*** Material for this exercise ***
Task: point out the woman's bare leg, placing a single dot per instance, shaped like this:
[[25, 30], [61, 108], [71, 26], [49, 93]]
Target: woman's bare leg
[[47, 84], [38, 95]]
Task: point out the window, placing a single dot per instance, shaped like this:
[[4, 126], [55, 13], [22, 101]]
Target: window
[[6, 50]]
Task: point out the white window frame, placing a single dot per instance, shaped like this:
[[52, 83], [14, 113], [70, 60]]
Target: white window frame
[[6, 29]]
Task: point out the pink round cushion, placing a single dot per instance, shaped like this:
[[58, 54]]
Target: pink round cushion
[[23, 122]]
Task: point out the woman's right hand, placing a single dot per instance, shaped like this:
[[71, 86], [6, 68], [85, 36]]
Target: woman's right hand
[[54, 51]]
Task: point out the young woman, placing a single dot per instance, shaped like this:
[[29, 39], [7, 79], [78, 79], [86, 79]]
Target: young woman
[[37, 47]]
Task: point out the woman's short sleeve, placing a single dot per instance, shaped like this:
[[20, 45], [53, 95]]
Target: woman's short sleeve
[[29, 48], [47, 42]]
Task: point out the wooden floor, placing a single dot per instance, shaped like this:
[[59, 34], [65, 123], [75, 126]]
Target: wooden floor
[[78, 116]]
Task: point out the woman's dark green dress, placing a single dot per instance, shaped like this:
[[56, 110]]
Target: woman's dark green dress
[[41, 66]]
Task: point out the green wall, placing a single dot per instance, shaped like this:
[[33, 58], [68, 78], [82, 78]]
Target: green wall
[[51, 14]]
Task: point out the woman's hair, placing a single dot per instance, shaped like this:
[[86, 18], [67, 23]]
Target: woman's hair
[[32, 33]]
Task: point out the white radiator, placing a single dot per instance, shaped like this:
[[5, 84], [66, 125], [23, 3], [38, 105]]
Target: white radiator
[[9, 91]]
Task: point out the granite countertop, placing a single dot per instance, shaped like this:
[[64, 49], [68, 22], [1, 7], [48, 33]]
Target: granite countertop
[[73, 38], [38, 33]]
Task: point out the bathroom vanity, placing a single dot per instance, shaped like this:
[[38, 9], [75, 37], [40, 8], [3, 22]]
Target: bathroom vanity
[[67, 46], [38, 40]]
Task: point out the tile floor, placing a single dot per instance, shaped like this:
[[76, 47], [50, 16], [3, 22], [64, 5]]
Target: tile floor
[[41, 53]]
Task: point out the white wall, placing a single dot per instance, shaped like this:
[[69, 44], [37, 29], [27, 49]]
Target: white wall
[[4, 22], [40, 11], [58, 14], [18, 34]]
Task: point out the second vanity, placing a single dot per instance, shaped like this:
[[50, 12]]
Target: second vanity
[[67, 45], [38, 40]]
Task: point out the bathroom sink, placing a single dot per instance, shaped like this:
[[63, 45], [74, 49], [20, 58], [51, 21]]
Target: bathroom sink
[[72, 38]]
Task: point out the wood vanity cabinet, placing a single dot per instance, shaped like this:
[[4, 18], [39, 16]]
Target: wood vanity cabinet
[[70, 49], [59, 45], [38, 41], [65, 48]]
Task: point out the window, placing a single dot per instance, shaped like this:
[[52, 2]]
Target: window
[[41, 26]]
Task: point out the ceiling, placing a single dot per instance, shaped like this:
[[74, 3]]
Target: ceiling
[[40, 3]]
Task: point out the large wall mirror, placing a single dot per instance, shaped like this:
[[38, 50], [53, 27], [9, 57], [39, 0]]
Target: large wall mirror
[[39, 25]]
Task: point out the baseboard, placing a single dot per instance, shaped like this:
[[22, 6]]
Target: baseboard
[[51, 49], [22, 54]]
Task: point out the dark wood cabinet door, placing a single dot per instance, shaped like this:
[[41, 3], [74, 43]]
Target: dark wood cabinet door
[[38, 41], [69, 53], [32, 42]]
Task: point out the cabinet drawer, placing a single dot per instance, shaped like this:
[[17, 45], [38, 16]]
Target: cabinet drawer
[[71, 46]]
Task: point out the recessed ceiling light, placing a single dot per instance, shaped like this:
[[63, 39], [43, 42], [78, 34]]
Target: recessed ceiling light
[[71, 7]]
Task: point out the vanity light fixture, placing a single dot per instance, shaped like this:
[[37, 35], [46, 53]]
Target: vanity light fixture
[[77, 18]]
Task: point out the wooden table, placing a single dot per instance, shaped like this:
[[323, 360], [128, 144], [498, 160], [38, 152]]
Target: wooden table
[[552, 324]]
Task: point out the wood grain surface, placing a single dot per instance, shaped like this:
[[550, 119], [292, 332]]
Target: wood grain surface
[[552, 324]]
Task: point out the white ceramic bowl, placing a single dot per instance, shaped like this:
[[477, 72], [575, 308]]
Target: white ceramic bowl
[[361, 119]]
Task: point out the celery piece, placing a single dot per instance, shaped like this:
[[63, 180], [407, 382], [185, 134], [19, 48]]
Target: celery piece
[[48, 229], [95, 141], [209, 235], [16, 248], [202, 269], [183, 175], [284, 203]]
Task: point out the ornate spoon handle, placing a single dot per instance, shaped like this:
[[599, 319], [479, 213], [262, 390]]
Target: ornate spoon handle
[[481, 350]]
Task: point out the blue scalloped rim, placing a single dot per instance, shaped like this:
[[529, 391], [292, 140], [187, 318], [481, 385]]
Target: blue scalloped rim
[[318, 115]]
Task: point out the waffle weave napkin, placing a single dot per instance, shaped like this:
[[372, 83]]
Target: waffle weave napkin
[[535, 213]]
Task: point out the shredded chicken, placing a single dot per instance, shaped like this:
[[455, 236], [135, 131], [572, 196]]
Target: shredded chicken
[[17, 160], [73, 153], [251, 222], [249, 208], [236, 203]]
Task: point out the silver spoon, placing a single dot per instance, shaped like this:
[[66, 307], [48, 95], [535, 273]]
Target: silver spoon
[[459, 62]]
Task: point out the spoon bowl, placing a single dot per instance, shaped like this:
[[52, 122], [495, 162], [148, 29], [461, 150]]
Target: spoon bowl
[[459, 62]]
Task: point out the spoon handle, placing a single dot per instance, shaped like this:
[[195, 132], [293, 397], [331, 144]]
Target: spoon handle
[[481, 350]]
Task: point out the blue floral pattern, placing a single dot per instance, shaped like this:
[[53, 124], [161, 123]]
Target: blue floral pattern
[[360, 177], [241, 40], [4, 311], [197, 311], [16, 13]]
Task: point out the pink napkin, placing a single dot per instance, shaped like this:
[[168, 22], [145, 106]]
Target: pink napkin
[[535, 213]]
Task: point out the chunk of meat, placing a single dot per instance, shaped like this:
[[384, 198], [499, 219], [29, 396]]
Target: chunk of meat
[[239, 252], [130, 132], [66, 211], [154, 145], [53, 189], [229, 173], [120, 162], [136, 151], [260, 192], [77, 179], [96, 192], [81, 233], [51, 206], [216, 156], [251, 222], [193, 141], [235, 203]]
***
# Exercise objective
Reproduce every item above word for word, from the first to the last.

# Exercise result
Task: point out the woman's bare leg, placing a single dot per instance, shaped like this:
[[25, 30], [61, 108], [71, 26], [49, 93]]
Target: woman's bare leg
[[47, 84], [38, 95]]
Task: point out the window, placing a single dot per instance, shaped like this:
[[4, 126], [55, 13], [22, 101]]
Target: window
[[6, 50]]
Task: point out the white window frame, placing a single dot per instance, shaped like this:
[[52, 83], [14, 113], [70, 60]]
Target: white window frame
[[6, 29]]
Task: point out the pink round cushion, placing a single dot per instance, shaped like this:
[[58, 54]]
Target: pink round cushion
[[23, 122]]
Task: point out the woman's right hand, placing a single dot per instance, shaped like this:
[[71, 86], [6, 68], [85, 36]]
Target: woman's right hand
[[54, 51]]
Task: point out the young woman, placing a single dot per instance, shaped like this:
[[29, 39], [7, 79], [78, 79], [86, 79]]
Target: young woman
[[37, 47]]
Task: point out the woman's short sleeve, placing a single dot per instance, shaped like this:
[[20, 45], [53, 95]]
Target: woman's short sleeve
[[29, 48], [47, 42]]
Task: point out the wooden floor, placing a single dot per instance, shaped like this:
[[59, 34], [65, 123], [75, 126]]
Target: wooden floor
[[78, 116]]
Task: point out the woman's dark green dress, placing a single dot per instance, shaped like this:
[[56, 110]]
Target: woman's dark green dress
[[41, 66]]
Task: point out the green wall, placing a single dot per instance, shaped like this:
[[33, 58], [68, 78], [82, 78]]
Target: green wall
[[51, 14]]
Task: point out the woman's hair, placing a single dot per instance, shaped like this:
[[86, 18], [67, 23]]
Target: woman's hair
[[32, 33]]
Task: point out the white radiator, placing a single dot per instance, shaped like this:
[[5, 84], [66, 125], [23, 3], [38, 105]]
Target: white radiator
[[9, 91]]
Task: point out the granite countertop, placing a single dot per instance, shaped like this:
[[64, 49], [68, 22], [1, 7], [48, 33]]
Target: granite countertop
[[73, 38], [38, 33]]
Task: point out the bathroom vanity, placing a single dot per instance, shaped like this:
[[38, 9], [75, 37], [40, 8], [3, 22]]
Target: bathroom vanity
[[67, 46], [38, 40]]
Task: point out the tile floor, placing a single dot per instance, shaped like this:
[[76, 47], [50, 16], [3, 22], [64, 5]]
Target: tile floor
[[41, 53]]
Task: point out the white wall, placing a single dot per instance, shaped like this:
[[69, 44], [37, 29], [27, 49]]
Target: white wall
[[4, 22], [40, 11], [58, 14], [18, 34]]
Task: point out the second vanity, placing a single dot per instance, shaped like this:
[[50, 12]]
Target: second vanity
[[67, 45], [38, 40]]
Task: point out the bathroom sink, placing a single dot per instance, shaped like this:
[[63, 45], [74, 49], [20, 58], [51, 21]]
Target: bathroom sink
[[72, 38]]
Task: point out the wood vanity cabinet, placing a single dot per instance, shaped like this:
[[4, 18], [39, 16]]
Target: wood vanity cabinet
[[70, 49], [59, 45], [38, 41], [65, 48]]
Task: point out the window, placing a single dot per instance, shaped like this:
[[52, 2]]
Target: window
[[41, 26]]
Task: point out the ceiling, placing a single dot per instance, shaped like this:
[[74, 3]]
Target: ceiling
[[40, 3]]
Task: point out the large wall mirror, placing a single dot per instance, shaped like this:
[[38, 50], [53, 27], [9, 57], [39, 0]]
Target: large wall mirror
[[39, 25]]
Task: point out the baseboard, placing a single dot per instance, shaped like this:
[[22, 6]]
Target: baseboard
[[51, 49], [22, 54]]
Task: point out the dark wood cabinet door, placing a single dot per instance, shaped like this:
[[41, 3], [74, 43]]
Target: dark wood cabinet door
[[38, 41], [69, 53], [32, 42]]
Task: point out the cabinet drawer, placing a single dot per instance, shaped like this:
[[17, 45], [38, 16]]
Target: cabinet drawer
[[71, 46]]
Task: point out the recessed ceiling light, placing a single dot per instance, shaped like this:
[[63, 39], [43, 42], [78, 34]]
Target: recessed ceiling light
[[71, 7]]
Task: point out the vanity light fixture, placing a single dot per instance, shaped like this:
[[37, 35], [46, 53]]
Target: vanity light fixture
[[77, 18]]
Task: point out the wooden table, placing a single dot per instance, shaped like this:
[[323, 360], [128, 144], [498, 160], [38, 152]]
Target: wooden table
[[552, 324]]
Task: point out the wood grain surface, placing a single dot per instance, shaped like this:
[[550, 119], [292, 332]]
Target: wood grain surface
[[552, 324]]
Task: point out the white ceramic bowl, placing a single dot per instance, shaped like this:
[[477, 72], [575, 308]]
Target: white ceramic bowl
[[361, 119]]
Task: point out the celery piece, placing a single dot per instance, shaped like this:
[[63, 180], [407, 382], [185, 134], [19, 48]]
Target: celery piece
[[48, 229], [95, 141], [209, 235], [16, 248], [202, 269], [183, 175], [284, 203]]
Task: point out the ornate spoon handle, placing a single dot per instance, shaped like this:
[[599, 319], [479, 213], [262, 390]]
Target: ornate spoon handle
[[481, 350]]
Task: point out the blue scalloped rim, placing a single dot per instance, shaped like this:
[[529, 391], [292, 140], [187, 318], [481, 385]]
Target: blue scalloped rim
[[318, 115]]
Task: point out the waffle weave napkin, placing a single dot per instance, shaped like this:
[[372, 83]]
Target: waffle weave napkin
[[535, 213]]
Task: point out the shredded chicken, placing a single dot per instance, shaped like this:
[[455, 236], [135, 131], [572, 196]]
Target: shredded chicken
[[17, 160], [73, 153], [251, 222], [249, 208], [236, 203]]
Task: point out the silver spoon, placing a single dot per instance, shaped like this:
[[66, 307], [48, 95], [535, 273]]
Target: silver spoon
[[459, 62]]
Task: point out the spoon bowl, placing a single dot per instance, shaped like this:
[[52, 122], [495, 162], [148, 29], [461, 150]]
Target: spoon bowl
[[459, 62]]
Task: point out the spoon handle, placing a single dot per instance, shaped like this:
[[195, 132], [293, 397], [331, 144]]
Target: spoon handle
[[481, 350]]
Task: point out the blue floral pattern, placing a single dot per instance, shaped like this:
[[53, 124], [161, 123]]
Target: blue floral pattern
[[360, 177], [241, 40], [4, 311], [197, 311], [16, 13]]
Task: point out the pink napkin, placing a single dot per instance, shaped like this:
[[168, 22], [145, 106]]
Target: pink napkin
[[535, 213]]
Task: point out the chunk of meat, placing a single dot per instance, shaped like this:
[[384, 198], [499, 219], [29, 396]]
Target: chunk of meat
[[239, 252], [130, 132], [66, 211], [154, 145], [53, 189], [229, 173], [120, 162], [136, 151], [260, 192], [77, 179], [96, 192], [81, 233], [51, 206], [216, 156], [251, 222], [193, 141], [235, 203]]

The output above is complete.